▶ **Your objective**:
Give the entries again exactly; drop the pictures.

START Provided data

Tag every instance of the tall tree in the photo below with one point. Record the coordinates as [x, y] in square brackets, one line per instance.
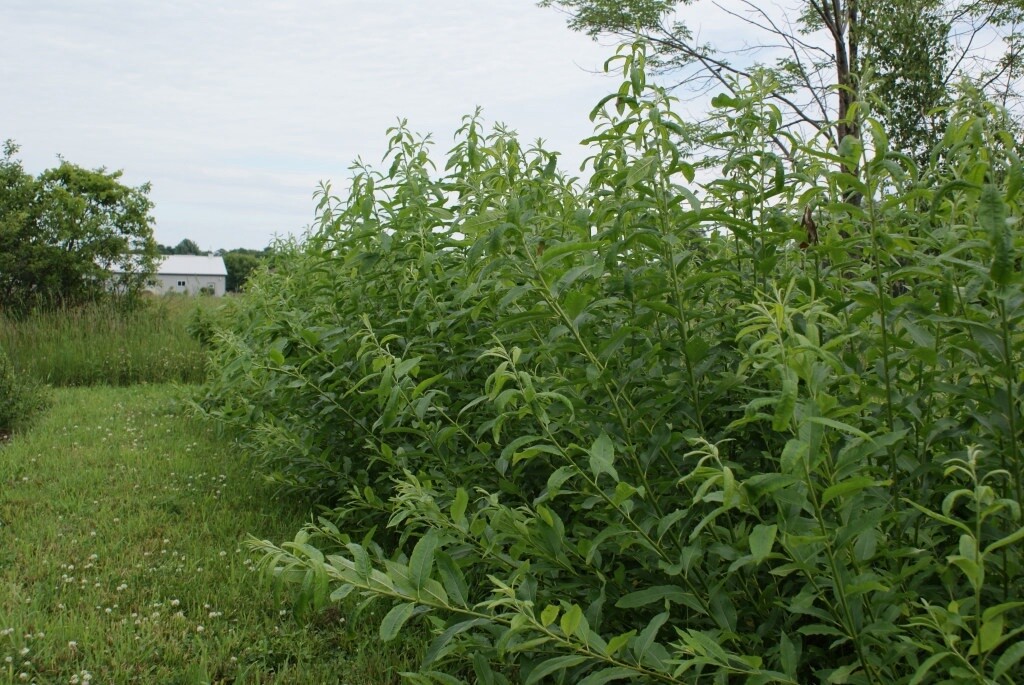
[64, 233]
[817, 54]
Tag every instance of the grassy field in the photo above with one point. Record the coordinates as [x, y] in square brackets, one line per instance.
[103, 344]
[123, 558]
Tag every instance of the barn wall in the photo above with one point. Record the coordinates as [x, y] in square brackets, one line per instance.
[169, 283]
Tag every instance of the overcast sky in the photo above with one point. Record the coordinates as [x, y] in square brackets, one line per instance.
[235, 111]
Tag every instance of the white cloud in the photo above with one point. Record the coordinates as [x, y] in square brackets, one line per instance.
[236, 110]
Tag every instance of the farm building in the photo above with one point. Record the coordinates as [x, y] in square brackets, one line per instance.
[187, 273]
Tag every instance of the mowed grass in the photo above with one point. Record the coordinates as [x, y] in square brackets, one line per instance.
[123, 558]
[103, 343]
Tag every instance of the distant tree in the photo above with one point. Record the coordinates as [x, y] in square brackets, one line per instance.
[61, 232]
[915, 50]
[240, 266]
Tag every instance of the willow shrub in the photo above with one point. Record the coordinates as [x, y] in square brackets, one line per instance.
[616, 431]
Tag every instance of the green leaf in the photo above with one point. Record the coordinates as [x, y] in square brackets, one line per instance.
[848, 486]
[602, 456]
[617, 642]
[785, 404]
[761, 540]
[608, 675]
[927, 666]
[422, 560]
[992, 217]
[554, 665]
[444, 638]
[1015, 537]
[788, 655]
[570, 621]
[641, 170]
[1009, 659]
[647, 636]
[647, 596]
[394, 619]
[459, 505]
[989, 635]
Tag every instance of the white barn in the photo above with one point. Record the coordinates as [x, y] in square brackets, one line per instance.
[189, 273]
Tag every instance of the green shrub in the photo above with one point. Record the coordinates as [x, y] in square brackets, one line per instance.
[20, 397]
[617, 431]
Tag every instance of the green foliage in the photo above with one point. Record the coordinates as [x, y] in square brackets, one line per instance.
[123, 523]
[62, 231]
[651, 430]
[823, 55]
[105, 343]
[241, 264]
[20, 397]
[185, 247]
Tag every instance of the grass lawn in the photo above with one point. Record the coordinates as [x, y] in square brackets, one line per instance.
[123, 558]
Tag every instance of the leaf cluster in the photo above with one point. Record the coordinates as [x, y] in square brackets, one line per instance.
[648, 428]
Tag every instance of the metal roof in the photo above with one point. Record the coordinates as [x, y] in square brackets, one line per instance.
[192, 265]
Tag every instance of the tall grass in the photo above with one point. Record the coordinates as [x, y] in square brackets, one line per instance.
[103, 343]
[122, 558]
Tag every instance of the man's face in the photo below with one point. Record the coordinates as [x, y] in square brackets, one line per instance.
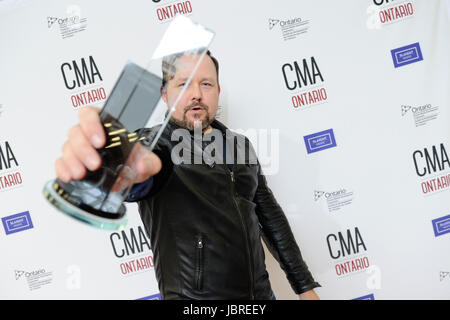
[198, 105]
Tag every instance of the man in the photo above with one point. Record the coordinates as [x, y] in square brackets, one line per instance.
[205, 220]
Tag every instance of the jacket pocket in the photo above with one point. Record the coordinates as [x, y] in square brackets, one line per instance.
[199, 247]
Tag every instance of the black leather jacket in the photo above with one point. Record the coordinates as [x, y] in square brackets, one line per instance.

END Provided data

▶ **Reply to the exercise**:
Tag every instance of the tall tree in the photo below with one point. Record the coordinates as [x, y] in square brackets, one line per instance.
[64, 233]
[817, 54]
Tag every instance of the grassy field in the photo above with one point. Record the coordinates as [x, y] in square brackets, one line per instance.
[103, 344]
[123, 558]
Tag every instance of the barn wall in the photo above with one point. Record the coordinates as [x, y] in square brackets, one line per instance.
[169, 283]
Tag every instance of the overcast sky in the photo above with one point. Record the coordinates as [x, y] in square brackets, one line per instance.
[235, 111]
Tag every instance of the white cloud in the photo above with one point. Record the coordinates as [x, y] in square brackets, one line per instance.
[236, 110]
Tag every instance of the farm building in the photo above with one point. Record the coordinates as [x, y] in square brackets, one line per instance.
[187, 273]
Tag every instance of the mowed grass in the photo above with one point. Record the coordinates as [x, y] in square brackets, one line per instance.
[123, 558]
[103, 343]
Tag every instance of the distant tree in the photo above with one point. Record the coordinates as [x, y] in square brackets, one line per instance.
[61, 232]
[915, 50]
[240, 266]
Tag every instance of the willow shrub in the photo above with one point. Record the coordinates as [x, y] in square brackets, one line per instance.
[616, 431]
Tag every instance of the green leaf in the photo above with one point. Record the coordinates as [x, y] in square brackets, one line per instance.
[848, 486]
[602, 456]
[617, 642]
[785, 404]
[761, 540]
[608, 675]
[927, 666]
[422, 560]
[992, 217]
[554, 665]
[444, 638]
[1015, 537]
[788, 655]
[570, 621]
[641, 170]
[1009, 659]
[647, 636]
[647, 596]
[394, 619]
[459, 505]
[989, 635]
Tag every instance of the white barn in the photo above with one point. Record the coordinates as [x, y] in square brackets, one line per instance.
[189, 273]
Tag every instance of the green shrub in the photo above with one point. Record the coordinates as [x, y] in square brackets, one line per instance.
[20, 397]
[617, 431]
Tag every instance of the green foliage in the photo above with one point. Record the coordinates as [x, y] in square brackets, one line per instance.
[123, 523]
[62, 231]
[651, 430]
[823, 55]
[105, 343]
[241, 264]
[20, 397]
[185, 247]
Tag every instance of the grass lawn in the photo above with one point. Record the coordinates as [x, y] in square brackets, one line per instance.
[123, 558]
Tag every instance of the leaf cluster in the photo above with one point. Record the coordinates as [x, y] in square brackets, one line per instance.
[648, 428]
Tag every instance of the metal roof in the photo above with one point. Record the coordinates as [x, y] in square brackets, one line per instance.
[192, 265]
Tag every instance of the tall grass in the photo above with one point. Record the coordinates as [x, y] in square brackets, one line per instance.
[103, 343]
[122, 558]
Tag every instance of the man's face in the photo below with one point. Record the coordinates as [x, y] in square brackets, one line per instance.
[198, 105]
Tag every instance of the man in the photo above with one point. Record the coordinates as [x, y] in square brackets, one line per instance.
[205, 220]
Tag every instance of the jacket pocket in the photo above with one point. Record the coordinates as [x, y] in square brackets, one line per instance.
[199, 247]
Tag every instance of the black leather jacket in the photo above with one point. Record the coordinates as [x, y] in square brackets, one line per instance.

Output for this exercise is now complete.